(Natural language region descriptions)

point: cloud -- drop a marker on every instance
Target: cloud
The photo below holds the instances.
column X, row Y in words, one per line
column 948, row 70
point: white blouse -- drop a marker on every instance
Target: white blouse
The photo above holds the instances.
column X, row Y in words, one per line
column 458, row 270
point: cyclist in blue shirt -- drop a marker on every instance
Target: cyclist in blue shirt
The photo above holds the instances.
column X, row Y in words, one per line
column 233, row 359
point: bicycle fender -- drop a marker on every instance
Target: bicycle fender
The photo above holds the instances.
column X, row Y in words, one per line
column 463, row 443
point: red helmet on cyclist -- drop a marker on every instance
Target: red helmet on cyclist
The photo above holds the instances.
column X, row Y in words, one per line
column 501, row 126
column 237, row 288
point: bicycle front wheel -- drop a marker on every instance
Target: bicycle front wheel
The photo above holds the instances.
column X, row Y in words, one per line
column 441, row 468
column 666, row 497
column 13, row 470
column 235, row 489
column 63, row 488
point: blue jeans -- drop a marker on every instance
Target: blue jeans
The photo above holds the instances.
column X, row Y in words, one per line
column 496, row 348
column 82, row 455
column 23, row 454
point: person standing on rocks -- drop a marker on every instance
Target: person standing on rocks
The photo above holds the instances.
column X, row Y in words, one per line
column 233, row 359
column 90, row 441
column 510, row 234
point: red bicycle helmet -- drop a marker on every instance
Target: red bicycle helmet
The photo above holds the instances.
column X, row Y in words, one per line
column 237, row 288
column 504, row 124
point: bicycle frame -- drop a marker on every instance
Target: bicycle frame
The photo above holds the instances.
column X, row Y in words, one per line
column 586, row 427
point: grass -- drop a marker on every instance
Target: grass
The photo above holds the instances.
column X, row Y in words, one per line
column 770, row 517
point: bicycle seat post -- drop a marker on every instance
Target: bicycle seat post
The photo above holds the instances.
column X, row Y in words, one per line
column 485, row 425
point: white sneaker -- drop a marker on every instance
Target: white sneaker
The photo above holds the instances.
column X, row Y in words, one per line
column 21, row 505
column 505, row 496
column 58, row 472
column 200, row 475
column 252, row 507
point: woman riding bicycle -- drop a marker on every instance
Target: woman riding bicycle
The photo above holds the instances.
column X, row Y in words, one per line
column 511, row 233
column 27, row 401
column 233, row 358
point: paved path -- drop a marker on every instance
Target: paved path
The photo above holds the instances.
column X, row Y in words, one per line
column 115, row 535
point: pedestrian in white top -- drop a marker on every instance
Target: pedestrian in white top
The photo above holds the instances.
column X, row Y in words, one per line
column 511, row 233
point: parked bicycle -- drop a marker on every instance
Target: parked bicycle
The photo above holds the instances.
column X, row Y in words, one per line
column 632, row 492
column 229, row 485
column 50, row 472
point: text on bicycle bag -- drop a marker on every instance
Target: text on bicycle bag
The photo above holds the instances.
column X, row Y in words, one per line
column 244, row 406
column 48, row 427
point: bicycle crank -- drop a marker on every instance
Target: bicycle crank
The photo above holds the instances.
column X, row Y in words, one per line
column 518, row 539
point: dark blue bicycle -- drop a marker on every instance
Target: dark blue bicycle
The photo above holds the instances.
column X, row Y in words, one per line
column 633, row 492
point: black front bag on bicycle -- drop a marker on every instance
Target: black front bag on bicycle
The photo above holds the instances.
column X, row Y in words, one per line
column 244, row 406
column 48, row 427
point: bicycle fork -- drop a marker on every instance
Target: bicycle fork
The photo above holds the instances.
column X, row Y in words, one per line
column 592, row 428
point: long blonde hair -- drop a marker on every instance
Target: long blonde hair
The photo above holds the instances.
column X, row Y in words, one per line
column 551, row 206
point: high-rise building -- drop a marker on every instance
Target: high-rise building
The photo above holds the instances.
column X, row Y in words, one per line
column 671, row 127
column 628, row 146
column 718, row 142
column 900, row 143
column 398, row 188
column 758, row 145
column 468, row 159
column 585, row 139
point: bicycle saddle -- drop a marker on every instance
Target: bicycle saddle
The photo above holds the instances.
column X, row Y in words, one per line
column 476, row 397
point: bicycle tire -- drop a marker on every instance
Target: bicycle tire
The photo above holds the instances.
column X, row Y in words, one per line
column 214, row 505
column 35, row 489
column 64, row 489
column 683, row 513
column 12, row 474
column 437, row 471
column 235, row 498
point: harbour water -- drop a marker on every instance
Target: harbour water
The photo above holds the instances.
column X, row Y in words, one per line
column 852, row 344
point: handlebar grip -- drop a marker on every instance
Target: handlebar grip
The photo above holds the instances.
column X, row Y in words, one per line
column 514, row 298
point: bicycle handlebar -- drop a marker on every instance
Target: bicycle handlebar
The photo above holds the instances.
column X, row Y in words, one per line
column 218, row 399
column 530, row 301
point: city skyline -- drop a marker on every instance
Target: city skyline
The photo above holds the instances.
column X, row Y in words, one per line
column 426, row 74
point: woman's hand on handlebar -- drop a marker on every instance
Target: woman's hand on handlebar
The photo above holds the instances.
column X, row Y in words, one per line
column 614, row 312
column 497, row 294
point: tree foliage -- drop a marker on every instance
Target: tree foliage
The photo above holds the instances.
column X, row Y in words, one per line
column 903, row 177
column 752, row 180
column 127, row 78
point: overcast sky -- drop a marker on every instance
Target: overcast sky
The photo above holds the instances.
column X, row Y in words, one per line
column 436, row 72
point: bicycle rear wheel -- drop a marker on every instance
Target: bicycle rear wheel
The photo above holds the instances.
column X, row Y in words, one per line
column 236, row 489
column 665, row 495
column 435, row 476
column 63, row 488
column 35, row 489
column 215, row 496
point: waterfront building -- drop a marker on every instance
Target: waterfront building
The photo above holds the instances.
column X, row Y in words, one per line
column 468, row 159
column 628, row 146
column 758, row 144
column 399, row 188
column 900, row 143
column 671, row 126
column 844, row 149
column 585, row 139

• **WORK REQUIRED**
A word-for-word copy of the data is what should be returned.

• **EXERCISE OUTPUT**
point: cloud -- drop a marker on every instance
Target: cloud
The photo below holds the instances.
column X, row Y in words, one per line
column 948, row 70
point: white blouse -- drop a marker on every instance
Target: white blouse
The photo above holds the instances.
column X, row Y in words, one per line
column 458, row 270
point: cyclist in blue shirt -- drop a marker on every instance
Target: cyclist in blue shirt
The photo above holds the instances.
column X, row Y in words, one per line
column 233, row 359
point: bicycle fender -- drop a marker on every instance
Target: bicycle fender
The photo above holds the instances.
column X, row Y in words, one per line
column 463, row 443
point: red helmet on cyclist -- drop a marker on every instance
Target: red helmet on cyclist
The photo above holds the instances.
column X, row Y in words, one per line
column 501, row 126
column 237, row 288
point: bicycle front wheel -- drop a marker on every instance
Target: bicycle front wheel
The photo above holds the instances.
column X, row Y in words, one per line
column 441, row 468
column 666, row 497
column 13, row 470
column 235, row 489
column 63, row 488
point: blue jeans -- drop a marker on every instance
Target: blue jeans
The photo above holds the instances.
column X, row Y in words, one per line
column 496, row 348
column 82, row 455
column 23, row 454
point: person standing on rocks -- drop a marker on every instance
Target: person standing on rocks
The photo above holds the instances.
column X, row Y in words, one per line
column 233, row 359
column 90, row 441
column 510, row 234
point: red bicycle helmet -- drop a marker on every instance
Target: red bicycle helmet
The photo above holds the instances.
column X, row Y in words, one per line
column 237, row 288
column 504, row 124
point: bicycle frame -- drop a marker on every instance
Target: bicycle frame
The photo above holds the instances.
column X, row Y in words, one per line
column 586, row 427
point: grass -- drop a marker on every instance
Target: grass
The photo above holds the instances.
column X, row Y in words, one per line
column 770, row 517
point: bicycle seat post -- drop a marker on every instance
Target: bicycle seat post
The photo above holds the instances.
column X, row Y in words, one per line
column 485, row 425
point: white sneaker -- drop a marker on every instance
Target: white sneaker
The photo above holds the instances.
column X, row Y in words, one per line
column 21, row 505
column 505, row 496
column 58, row 472
column 200, row 475
column 252, row 507
point: woman riding bicycle -- drop a marker on every instance
Target: woman riding bicycle
The photo above holds the instances.
column X, row Y in words, one per line
column 511, row 233
column 27, row 401
column 233, row 358
point: paved path -- drop a marker on every instance
Target: paved path
The photo above holds the instances.
column X, row Y in words, one per line
column 115, row 535
point: pedestrian in white top -- drop a marker on every instance
Target: pedestrian in white top
The photo above holds the instances.
column X, row Y in words, one per line
column 511, row 233
point: parked bicycle -- drop a marker on every instance
Target: parked bicycle
The photo above holds the instances.
column X, row Y in words, one per line
column 632, row 492
column 229, row 485
column 50, row 472
point: text on bicycle bag -- drop a marker on every instance
Target: text on bicycle bag
The photo above holds the instances.
column X, row Y in words, one per line
column 244, row 406
column 48, row 427
point: bicycle crank -- drop a marker on every instance
Target: bicycle crank
The photo above holds the instances.
column X, row Y in words, one per line
column 518, row 539
point: dark blue bicycle -- drop a marker on every instance
Target: dark blue bicycle
The photo above holds the instances.
column X, row Y in words, one per line
column 633, row 492
point: black front bag on bicycle -- drop a marker on every instance
Target: black front bag on bicycle
The photo above holds the instances.
column X, row Y in words, one per line
column 244, row 406
column 48, row 427
point: bicycle fork -- drop a marker on every instance
Target: bicycle fork
The photo above holds the instances.
column X, row Y in words, one per line
column 592, row 428
point: long blonde hair -- drop a marker on every instance
Target: long blonde hair
The photo above holds the instances.
column X, row Y in words, one per line
column 551, row 206
point: high-rise building -- drop a marker on every instance
Target: high-rise building
The photo above holds the instances.
column X, row Y in words, one per line
column 671, row 127
column 628, row 146
column 718, row 142
column 900, row 143
column 398, row 188
column 758, row 145
column 468, row 159
column 585, row 139
point: bicycle saddle -- drop a marker on every instance
Target: bicycle saddle
The photo above holds the instances.
column X, row Y in words, one per line
column 476, row 397
point: bicycle tire -- drop a marker on every instance
Target: bicycle tire
The photo above holds the instances.
column X, row Y in words, one per line
column 214, row 505
column 35, row 489
column 64, row 489
column 683, row 513
column 12, row 474
column 437, row 471
column 235, row 498
point: harbour water -- drop a marker on every instance
Target: harbour water
The photo above holds the instances.
column X, row Y in words, one per line
column 852, row 344
point: handlebar grip -- drop a marker on every instance
Target: handlebar grip
The photo above holds the instances.
column X, row Y in words, one per line
column 514, row 298
point: bicycle handlebar -- drop a marker on every instance
Target: bicycle handlebar
The photo above holds the instances.
column X, row Y in words, one per line
column 218, row 399
column 530, row 301
point: city skyline -- drop a marker on every instance
Target: city skyline
The photo above holds the instances.
column X, row Y in words, one per line
column 426, row 74
point: woman's hand on handlebar -- drop a marker on every instance
Target: woman's hand on handlebar
The photo above holds the instances.
column X, row Y in words, one per line
column 614, row 312
column 497, row 294
point: tree foliage -- drop a marker on every instance
Target: tree foliage
The photo above holds the instances.
column X, row Y in words, one per line
column 903, row 177
column 752, row 180
column 127, row 78
point: overcast sky -- drop a marker on every instance
Target: overcast sky
The photo above holds the instances.
column X, row Y in words, one per line
column 436, row 72
point: bicycle rear wheel -- drop a marker on every instance
Target: bicycle rear wheel
The photo above holds the instances.
column X, row Y in words, one per line
column 236, row 489
column 665, row 495
column 435, row 476
column 63, row 488
column 35, row 489
column 215, row 496
point: waterfront building -- drop a marker on every instance
Target: waterfront building
The photo above holds the instances.
column X, row Y in words, one per line
column 468, row 159
column 628, row 146
column 758, row 144
column 399, row 188
column 900, row 143
column 671, row 126
column 844, row 149
column 585, row 139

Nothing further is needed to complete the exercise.